■ **Required work**:
The answer must consist solely of the lines from the one containing "x=597 y=413" to the end of the entries below, repeated exactly.

■ **Records**:
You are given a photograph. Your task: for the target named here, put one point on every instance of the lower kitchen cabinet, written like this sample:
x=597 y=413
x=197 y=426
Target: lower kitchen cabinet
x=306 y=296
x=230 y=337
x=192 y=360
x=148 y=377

■ **Answer section**:
x=597 y=413
x=197 y=426
Target: lower kitchen cabinet
x=306 y=296
x=230 y=337
x=192 y=360
x=148 y=377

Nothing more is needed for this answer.